### [Task instructions]
Both ends included, set down the lines from the line containing "[locate] car window tint (one dot each)" through the last line of the records below, without pictures.

Entries from a pointing dataset:

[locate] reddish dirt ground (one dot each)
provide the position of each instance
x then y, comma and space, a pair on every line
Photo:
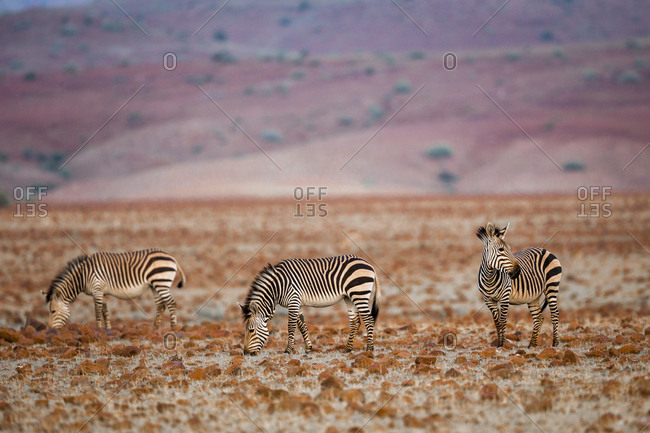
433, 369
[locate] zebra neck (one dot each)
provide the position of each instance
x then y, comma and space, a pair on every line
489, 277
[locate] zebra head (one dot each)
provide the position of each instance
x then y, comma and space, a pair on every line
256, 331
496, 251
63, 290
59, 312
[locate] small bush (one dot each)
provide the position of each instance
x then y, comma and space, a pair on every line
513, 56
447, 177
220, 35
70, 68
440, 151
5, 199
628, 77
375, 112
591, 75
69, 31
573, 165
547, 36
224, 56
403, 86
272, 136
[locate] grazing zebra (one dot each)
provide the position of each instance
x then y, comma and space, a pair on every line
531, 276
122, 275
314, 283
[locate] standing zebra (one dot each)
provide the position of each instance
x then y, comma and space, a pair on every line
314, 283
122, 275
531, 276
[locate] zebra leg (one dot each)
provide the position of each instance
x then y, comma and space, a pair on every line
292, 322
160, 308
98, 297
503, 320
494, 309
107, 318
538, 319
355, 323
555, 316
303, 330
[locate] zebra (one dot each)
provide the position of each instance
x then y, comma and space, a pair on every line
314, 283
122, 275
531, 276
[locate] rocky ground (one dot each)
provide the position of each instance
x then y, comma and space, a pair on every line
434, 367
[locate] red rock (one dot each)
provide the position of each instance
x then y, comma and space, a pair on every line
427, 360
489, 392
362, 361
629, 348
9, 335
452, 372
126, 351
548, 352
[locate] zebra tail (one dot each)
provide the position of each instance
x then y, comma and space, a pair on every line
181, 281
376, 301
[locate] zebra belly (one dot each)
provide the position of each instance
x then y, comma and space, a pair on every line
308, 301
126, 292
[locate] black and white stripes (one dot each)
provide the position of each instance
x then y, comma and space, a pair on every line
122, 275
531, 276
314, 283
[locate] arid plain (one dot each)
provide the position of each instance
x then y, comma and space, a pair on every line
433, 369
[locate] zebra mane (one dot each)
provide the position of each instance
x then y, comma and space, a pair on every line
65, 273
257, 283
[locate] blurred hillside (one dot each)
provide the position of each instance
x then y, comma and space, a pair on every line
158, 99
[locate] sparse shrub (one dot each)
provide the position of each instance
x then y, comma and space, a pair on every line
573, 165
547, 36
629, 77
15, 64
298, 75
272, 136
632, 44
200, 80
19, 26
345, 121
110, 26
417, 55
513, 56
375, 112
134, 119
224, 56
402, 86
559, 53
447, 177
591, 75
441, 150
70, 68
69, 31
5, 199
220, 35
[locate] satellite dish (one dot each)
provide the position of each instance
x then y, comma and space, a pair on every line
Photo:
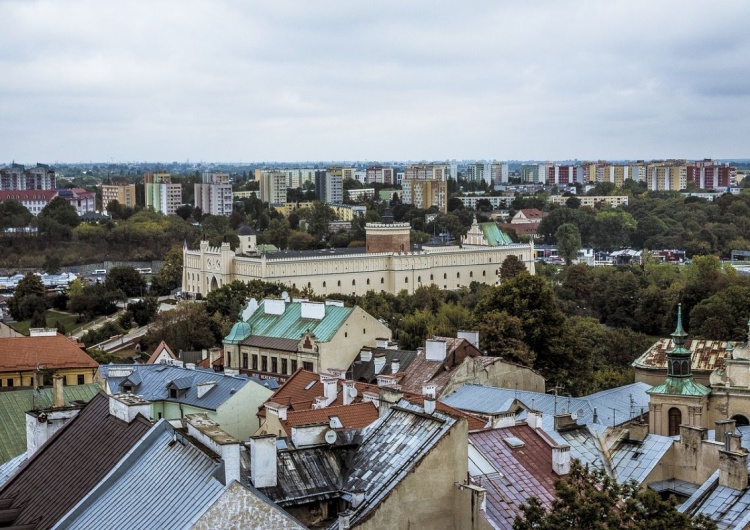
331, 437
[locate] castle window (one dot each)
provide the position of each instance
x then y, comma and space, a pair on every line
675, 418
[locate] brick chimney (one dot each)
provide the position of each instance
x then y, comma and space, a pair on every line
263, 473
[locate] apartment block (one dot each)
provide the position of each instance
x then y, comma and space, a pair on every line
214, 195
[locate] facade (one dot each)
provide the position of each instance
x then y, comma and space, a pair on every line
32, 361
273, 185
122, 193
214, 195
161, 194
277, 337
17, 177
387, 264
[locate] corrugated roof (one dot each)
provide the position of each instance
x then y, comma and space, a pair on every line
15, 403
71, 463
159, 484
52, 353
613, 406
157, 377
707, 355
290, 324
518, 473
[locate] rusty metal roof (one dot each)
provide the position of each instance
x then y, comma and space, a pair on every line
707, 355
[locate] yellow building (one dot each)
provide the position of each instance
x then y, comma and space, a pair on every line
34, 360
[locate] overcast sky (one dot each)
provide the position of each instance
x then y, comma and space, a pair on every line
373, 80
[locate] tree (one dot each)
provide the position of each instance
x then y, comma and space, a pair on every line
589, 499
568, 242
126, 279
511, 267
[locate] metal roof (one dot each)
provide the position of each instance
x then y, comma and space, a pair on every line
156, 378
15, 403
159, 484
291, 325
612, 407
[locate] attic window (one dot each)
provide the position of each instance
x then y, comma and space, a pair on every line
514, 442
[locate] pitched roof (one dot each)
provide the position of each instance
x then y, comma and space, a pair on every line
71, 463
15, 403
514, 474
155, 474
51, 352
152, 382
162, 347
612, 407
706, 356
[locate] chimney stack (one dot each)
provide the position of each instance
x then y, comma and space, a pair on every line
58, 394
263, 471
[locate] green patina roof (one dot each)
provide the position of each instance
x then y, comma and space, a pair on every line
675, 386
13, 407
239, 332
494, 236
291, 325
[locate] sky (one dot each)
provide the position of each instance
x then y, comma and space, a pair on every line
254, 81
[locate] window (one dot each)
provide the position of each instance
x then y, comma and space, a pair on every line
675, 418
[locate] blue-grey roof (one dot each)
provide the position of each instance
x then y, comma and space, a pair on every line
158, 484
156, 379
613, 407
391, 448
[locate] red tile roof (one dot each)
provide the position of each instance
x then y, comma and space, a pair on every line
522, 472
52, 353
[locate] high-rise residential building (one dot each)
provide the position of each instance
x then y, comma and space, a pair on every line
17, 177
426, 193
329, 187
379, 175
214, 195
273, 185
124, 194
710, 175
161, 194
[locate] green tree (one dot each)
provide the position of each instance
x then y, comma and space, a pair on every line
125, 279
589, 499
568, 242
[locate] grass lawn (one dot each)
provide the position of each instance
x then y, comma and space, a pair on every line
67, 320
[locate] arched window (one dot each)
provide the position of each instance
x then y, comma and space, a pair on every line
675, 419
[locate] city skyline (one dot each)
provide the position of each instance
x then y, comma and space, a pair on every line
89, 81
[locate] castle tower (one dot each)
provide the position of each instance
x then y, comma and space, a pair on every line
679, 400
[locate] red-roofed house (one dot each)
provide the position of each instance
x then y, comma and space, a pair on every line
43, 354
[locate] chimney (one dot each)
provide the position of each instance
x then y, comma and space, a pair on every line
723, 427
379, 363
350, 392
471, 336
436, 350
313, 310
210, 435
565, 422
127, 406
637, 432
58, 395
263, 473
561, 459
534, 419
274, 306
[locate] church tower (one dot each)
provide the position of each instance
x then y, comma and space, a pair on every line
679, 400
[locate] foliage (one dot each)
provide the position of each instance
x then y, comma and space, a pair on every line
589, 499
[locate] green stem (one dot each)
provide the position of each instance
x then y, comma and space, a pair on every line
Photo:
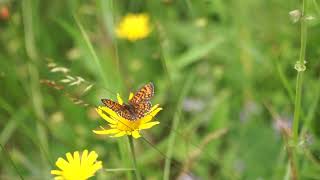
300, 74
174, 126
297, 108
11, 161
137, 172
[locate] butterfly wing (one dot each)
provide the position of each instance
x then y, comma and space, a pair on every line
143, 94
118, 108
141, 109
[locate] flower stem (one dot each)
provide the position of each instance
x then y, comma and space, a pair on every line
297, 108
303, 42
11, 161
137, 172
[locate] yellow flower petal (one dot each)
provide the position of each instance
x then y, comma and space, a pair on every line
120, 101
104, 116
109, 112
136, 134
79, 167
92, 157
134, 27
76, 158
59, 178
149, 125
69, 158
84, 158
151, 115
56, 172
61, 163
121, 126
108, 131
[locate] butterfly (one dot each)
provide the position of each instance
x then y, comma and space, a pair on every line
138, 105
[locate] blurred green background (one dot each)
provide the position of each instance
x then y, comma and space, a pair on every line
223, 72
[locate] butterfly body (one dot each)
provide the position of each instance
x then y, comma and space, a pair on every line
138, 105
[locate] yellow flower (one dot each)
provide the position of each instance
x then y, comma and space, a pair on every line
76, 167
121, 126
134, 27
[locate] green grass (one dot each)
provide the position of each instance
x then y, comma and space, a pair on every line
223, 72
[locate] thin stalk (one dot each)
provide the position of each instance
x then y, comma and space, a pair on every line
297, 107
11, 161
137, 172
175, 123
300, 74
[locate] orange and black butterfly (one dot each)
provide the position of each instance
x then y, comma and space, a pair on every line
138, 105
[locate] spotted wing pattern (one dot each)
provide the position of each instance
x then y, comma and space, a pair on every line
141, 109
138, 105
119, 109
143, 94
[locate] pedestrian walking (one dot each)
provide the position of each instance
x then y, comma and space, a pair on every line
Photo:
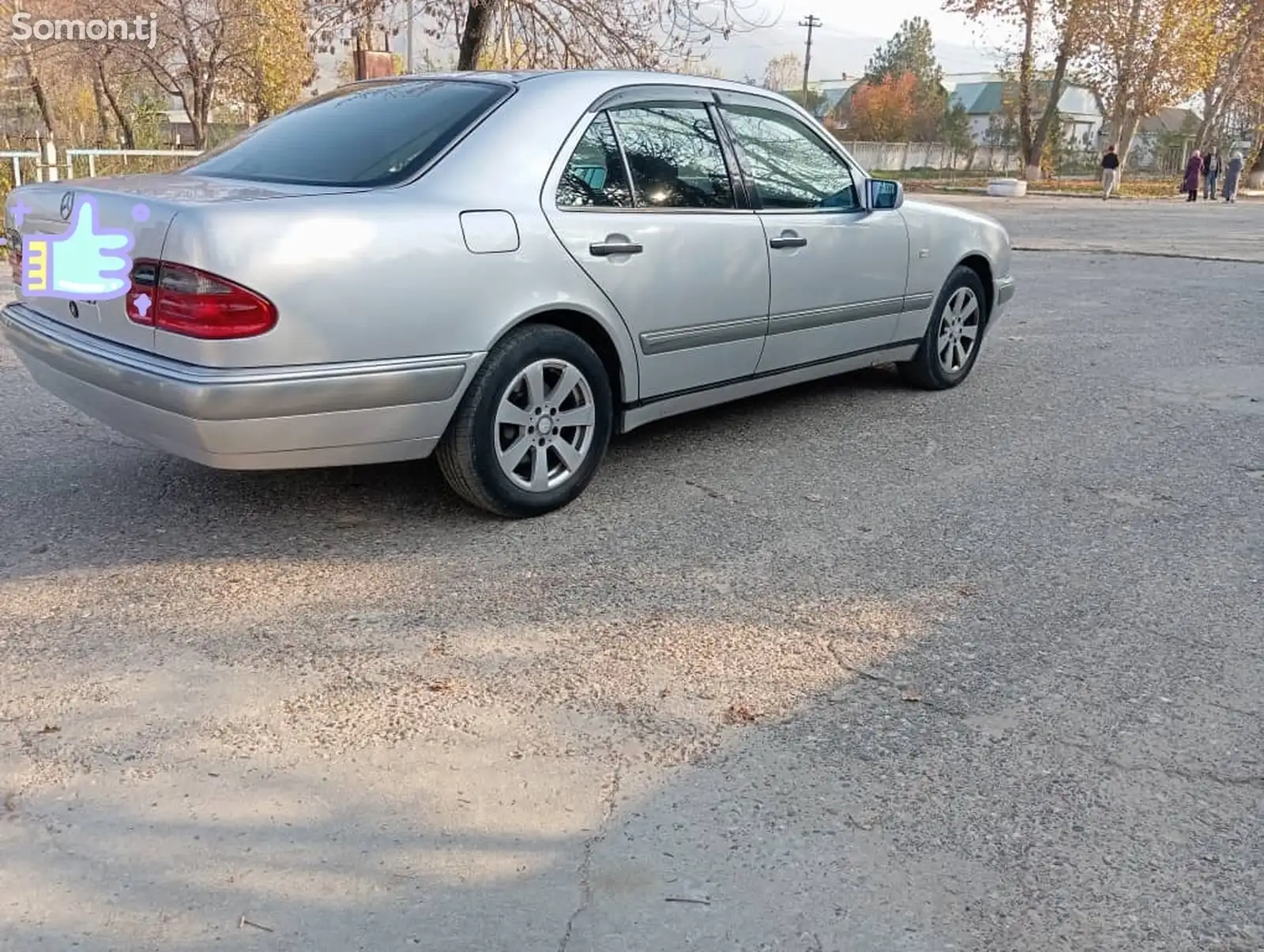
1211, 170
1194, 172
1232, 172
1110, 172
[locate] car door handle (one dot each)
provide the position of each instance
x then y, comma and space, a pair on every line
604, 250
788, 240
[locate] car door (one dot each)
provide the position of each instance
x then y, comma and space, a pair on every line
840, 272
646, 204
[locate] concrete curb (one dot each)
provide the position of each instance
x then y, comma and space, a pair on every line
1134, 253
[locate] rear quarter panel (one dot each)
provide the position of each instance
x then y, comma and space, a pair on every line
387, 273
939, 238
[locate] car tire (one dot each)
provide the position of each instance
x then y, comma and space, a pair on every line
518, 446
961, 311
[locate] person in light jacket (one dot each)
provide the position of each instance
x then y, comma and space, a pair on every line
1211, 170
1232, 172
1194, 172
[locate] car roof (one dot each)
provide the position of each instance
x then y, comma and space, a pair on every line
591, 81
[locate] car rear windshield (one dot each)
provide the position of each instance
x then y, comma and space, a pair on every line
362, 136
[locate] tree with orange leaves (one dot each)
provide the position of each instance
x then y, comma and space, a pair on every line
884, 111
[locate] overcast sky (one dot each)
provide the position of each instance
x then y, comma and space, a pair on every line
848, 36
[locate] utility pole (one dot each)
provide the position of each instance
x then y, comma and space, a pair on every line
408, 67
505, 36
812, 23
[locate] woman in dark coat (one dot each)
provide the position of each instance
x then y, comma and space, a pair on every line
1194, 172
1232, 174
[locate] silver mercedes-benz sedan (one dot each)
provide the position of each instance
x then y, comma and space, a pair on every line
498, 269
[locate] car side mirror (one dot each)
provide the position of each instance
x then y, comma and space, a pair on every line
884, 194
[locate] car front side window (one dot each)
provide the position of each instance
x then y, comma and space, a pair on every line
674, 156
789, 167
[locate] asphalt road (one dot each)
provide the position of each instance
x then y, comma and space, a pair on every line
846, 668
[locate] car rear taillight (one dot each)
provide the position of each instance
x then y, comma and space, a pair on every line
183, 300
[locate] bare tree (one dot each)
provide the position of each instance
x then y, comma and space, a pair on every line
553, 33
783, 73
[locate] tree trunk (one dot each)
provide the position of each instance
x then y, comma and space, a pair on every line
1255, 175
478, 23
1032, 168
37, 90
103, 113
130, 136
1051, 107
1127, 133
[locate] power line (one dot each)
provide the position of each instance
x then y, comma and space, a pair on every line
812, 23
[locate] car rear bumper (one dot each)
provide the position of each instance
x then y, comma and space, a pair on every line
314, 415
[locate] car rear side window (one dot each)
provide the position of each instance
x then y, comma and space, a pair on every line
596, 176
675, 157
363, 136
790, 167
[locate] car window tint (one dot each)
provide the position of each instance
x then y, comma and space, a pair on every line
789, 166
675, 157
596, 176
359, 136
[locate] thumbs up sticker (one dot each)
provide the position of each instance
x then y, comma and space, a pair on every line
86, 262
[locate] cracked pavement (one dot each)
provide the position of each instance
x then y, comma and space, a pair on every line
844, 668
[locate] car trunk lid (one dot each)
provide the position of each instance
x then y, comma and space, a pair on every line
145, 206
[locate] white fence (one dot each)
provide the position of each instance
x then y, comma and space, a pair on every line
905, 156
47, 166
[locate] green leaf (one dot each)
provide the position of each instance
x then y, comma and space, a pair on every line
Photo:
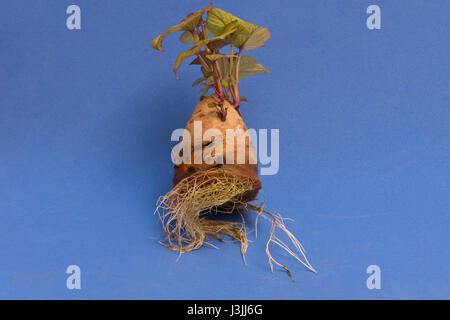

### [Answer to this problem]
[locate] car window tint (one dot each)
provide the position of each instance
x then y, comma and space, a pair on every line
789, 166
675, 157
596, 176
359, 136
[locate] thumbs up sticker (one dot each)
provide the position of each instance
x then y, comma and space, a pair on every line
86, 262
[locate] cracked pavement (one dot each)
provide the position of each instance
x then y, comma and space, a pair on every line
844, 668
[locate] car trunk lid (one dot each)
provide the position of each instance
x then y, comma and space, a pair on every line
145, 206
[locate] white fence (one dot each)
provide the position of each instance
x then y, comma and space, a pair on every line
905, 156
47, 166
[locate] green leaf (one dot each)
provide the position of each instance
x then y, comma and space, a pair on every line
Photo:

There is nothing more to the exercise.